═══ Material shown ═══

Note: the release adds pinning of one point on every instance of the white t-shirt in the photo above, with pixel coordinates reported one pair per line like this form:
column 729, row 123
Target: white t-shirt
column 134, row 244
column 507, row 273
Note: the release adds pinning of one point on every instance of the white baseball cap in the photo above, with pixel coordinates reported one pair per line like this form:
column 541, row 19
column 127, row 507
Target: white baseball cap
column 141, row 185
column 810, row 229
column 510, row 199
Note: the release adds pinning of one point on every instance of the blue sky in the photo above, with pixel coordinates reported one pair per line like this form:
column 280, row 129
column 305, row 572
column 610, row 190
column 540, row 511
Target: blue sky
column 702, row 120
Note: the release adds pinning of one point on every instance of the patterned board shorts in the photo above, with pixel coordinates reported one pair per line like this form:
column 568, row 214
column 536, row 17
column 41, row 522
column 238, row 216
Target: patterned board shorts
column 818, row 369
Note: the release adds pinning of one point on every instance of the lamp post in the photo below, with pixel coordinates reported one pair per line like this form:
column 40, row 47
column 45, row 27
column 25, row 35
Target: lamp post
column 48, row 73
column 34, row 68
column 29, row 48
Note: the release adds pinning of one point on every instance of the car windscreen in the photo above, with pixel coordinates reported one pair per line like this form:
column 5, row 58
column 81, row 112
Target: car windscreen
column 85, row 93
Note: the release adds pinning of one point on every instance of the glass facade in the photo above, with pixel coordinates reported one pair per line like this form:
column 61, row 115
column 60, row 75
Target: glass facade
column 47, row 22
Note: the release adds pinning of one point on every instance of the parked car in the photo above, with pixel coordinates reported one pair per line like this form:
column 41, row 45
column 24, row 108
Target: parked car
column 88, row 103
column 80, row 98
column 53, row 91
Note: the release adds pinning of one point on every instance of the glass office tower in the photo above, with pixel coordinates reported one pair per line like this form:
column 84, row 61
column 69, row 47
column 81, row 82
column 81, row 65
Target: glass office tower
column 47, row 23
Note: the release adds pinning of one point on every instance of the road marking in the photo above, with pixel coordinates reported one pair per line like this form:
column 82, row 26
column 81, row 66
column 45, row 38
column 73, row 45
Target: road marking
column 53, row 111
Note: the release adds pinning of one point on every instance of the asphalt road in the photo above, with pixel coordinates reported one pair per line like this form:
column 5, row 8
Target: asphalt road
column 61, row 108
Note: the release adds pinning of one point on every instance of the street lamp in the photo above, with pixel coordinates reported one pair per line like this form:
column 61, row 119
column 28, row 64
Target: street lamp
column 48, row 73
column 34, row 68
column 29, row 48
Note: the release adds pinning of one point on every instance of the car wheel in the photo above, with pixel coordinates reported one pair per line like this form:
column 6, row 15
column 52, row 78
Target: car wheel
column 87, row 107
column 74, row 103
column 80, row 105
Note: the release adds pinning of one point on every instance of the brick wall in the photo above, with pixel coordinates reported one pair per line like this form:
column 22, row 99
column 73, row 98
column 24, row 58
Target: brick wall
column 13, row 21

═══

#### Exercise:
Output all the items above as a JSON list of strings, with one string per line and no blank lines.

#### Answer to the exercise:
[
  "Note: the release adds pinning of one point on every instance of the white t-shirt in the photo above, with pixel coordinates reported one pair per line like this form:",
  "column 729, row 123",
  "Target: white t-shirt",
  "column 134, row 244",
  "column 507, row 273",
  "Note: the release adds pinning of one point on every instance of the white baseball cap in the photo above, with pixel coordinates reported one pair per line like this form:",
  "column 541, row 19",
  "column 127, row 507",
  "Target: white baseball cap",
  "column 141, row 185",
  "column 810, row 229",
  "column 510, row 199",
  "Note: the release adds pinning of one point on every instance of the blue sky in the photo above, with pixel coordinates reported one pair per line like this form:",
  "column 280, row 129",
  "column 305, row 572",
  "column 610, row 190",
  "column 540, row 511",
  "Target: blue sky",
  "column 702, row 120",
  "Note: the release adds pinning of one point on every instance of the patterned board shorts in the photo above, with pixel coordinates reported one pair per line like this form:",
  "column 568, row 214",
  "column 536, row 17",
  "column 41, row 522",
  "column 238, row 216",
  "Target: patterned board shorts",
  "column 818, row 369",
  "Note: the release adds pinning of one point on every instance of the lamp post in the photo below, with pixel coordinates reported one pair per line like this form:",
  "column 40, row 47",
  "column 45, row 27",
  "column 25, row 35",
  "Target: lamp post",
  "column 48, row 73",
  "column 34, row 68",
  "column 29, row 48",
  "Note: the release adds pinning of one point on every instance of the car windscreen in the photo above, with pixel coordinates reported one pair per line like this form:",
  "column 5, row 58",
  "column 81, row 112",
  "Target: car windscreen",
  "column 85, row 93",
  "Note: the release adds pinning of one point on every instance of the glass facade in the photo above, with pixel coordinates reported one pair per line like this form:",
  "column 61, row 115",
  "column 60, row 75",
  "Target: glass facade",
  "column 47, row 22",
  "Note: the release adds pinning of one point on every instance of the parked car in the photo above, with pixel coordinates reported one pair per line like this form:",
  "column 41, row 45",
  "column 24, row 108",
  "Target: parked car",
  "column 88, row 103",
  "column 80, row 98",
  "column 53, row 91",
  "Note: the release adds pinning of one point on every instance of the glass office tower in the photo above, with pixel coordinates reported one pair per line like this form:",
  "column 84, row 61",
  "column 69, row 47",
  "column 81, row 82",
  "column 81, row 65",
  "Target: glass office tower",
  "column 47, row 23",
  "Note: the release adds pinning of one point on every instance of the road marking in the photo above, with pixel coordinates reported one pair per line like this form:",
  "column 82, row 26",
  "column 81, row 66",
  "column 45, row 38",
  "column 73, row 45",
  "Target: road marking",
  "column 53, row 111",
  "Note: the release adds pinning of one point on every instance of the asphalt road in the photo above, with pixel coordinates reported one pair per line like this form:",
  "column 5, row 8",
  "Target: asphalt road",
  "column 61, row 108",
  "Note: the release adds pinning of one point on every instance of the street lamp in the photo above, with pixel coordinates reported one pair per line like this form:",
  "column 61, row 119",
  "column 28, row 64",
  "Target: street lamp",
  "column 48, row 73",
  "column 34, row 68",
  "column 29, row 48",
  "Note: the release adds pinning of one point on every instance of the car wheel in the photo above, with pixel coordinates reported one pair per line like this form:",
  "column 6, row 15",
  "column 52, row 78",
  "Target: car wheel",
  "column 87, row 107",
  "column 74, row 103",
  "column 80, row 105",
  "Note: the release adds pinning of one point on every instance of the brick wall in the photo above, with pixel coordinates reported one pair per line like this form:",
  "column 22, row 99",
  "column 73, row 98",
  "column 24, row 58",
  "Target: brick wall",
  "column 13, row 21"
]